## INPUT ROWS
^^^^^^^^^^^^^^^^
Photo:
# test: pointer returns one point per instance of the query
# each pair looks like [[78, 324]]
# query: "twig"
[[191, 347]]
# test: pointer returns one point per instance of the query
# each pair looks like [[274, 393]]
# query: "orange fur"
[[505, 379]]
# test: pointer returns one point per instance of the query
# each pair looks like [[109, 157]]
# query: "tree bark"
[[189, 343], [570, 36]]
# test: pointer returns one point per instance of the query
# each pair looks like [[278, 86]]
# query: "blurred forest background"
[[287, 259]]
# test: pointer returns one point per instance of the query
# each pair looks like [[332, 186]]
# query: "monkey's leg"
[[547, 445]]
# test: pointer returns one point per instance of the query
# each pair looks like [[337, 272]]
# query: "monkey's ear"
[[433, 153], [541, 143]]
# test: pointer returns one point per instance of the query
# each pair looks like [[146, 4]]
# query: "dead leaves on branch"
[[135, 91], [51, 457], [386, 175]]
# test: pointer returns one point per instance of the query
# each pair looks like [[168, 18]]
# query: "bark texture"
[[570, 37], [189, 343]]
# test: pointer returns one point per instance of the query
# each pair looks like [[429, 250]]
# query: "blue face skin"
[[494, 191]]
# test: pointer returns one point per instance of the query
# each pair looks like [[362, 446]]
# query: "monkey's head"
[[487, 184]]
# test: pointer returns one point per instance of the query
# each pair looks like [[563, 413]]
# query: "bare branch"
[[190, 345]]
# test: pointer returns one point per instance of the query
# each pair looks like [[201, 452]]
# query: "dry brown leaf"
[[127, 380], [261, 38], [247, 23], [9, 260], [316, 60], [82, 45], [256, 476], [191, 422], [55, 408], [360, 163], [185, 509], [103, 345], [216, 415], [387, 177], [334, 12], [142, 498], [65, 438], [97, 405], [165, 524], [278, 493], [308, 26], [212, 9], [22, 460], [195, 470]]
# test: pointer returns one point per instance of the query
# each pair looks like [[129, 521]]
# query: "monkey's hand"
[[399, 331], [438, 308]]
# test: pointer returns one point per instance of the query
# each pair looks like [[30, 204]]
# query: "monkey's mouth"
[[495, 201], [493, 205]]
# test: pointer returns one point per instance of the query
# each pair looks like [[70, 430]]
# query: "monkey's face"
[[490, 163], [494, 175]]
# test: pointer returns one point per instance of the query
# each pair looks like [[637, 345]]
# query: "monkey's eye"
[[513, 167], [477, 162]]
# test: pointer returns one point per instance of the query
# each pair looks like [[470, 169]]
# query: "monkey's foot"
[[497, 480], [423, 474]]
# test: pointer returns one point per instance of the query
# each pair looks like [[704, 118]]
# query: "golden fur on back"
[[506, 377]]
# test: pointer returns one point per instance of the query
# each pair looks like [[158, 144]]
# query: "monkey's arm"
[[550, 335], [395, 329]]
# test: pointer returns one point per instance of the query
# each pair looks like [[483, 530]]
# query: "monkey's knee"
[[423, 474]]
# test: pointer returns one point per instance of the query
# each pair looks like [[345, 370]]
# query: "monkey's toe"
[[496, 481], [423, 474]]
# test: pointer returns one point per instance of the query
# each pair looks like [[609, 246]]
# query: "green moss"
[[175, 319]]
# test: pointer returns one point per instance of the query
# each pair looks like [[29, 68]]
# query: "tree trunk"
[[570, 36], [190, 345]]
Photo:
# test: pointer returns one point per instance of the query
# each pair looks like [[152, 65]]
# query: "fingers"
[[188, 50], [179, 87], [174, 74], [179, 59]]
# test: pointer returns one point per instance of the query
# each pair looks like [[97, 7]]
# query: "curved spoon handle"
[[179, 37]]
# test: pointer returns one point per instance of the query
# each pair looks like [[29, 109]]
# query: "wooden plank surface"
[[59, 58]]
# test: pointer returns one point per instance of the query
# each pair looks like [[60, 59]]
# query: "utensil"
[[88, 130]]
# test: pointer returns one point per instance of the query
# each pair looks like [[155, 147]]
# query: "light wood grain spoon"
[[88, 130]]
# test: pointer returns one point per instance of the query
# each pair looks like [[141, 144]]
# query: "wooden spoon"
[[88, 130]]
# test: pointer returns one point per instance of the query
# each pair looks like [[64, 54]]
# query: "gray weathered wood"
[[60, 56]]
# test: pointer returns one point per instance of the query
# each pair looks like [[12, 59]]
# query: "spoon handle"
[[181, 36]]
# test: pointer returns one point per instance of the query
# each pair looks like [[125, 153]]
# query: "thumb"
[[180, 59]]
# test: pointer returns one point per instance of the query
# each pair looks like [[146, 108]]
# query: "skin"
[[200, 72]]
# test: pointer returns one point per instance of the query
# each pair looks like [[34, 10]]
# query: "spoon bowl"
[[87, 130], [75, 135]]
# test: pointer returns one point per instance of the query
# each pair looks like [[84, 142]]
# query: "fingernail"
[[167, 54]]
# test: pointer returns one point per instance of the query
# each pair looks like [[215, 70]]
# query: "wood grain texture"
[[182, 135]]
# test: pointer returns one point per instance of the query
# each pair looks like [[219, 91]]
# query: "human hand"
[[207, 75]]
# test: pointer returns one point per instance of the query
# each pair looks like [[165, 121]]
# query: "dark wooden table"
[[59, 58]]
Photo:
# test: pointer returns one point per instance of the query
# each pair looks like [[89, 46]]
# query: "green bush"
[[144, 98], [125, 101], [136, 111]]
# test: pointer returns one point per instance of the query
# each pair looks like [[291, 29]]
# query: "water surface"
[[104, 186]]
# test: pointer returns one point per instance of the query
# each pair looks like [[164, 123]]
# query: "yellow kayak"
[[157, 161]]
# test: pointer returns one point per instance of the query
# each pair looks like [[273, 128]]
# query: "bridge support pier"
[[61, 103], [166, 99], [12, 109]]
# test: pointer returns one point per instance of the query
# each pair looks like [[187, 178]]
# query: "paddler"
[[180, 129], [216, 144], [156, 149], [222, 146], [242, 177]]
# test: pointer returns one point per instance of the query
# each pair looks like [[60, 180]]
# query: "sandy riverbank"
^^^^^^^^^^^^^^^^
Reproduce the items above, from their start through the line containing "[[189, 343], [570, 36]]", substituting "reddish fur" for "orange fur" and keeping everything else unchanged.

Photo:
# test: pointer returns one point per instance of the query
# each pair looks like [[78, 324]]
# query: "twig"
[[191, 347]]
# test: pointer returns one point per instance of the query
# each pair looks like [[274, 393]]
# query: "reddish fur"
[[505, 379]]
# test: pointer returns one point per instance of the query
# each pair looks like [[109, 157]]
# query: "tree bark"
[[189, 343], [570, 36]]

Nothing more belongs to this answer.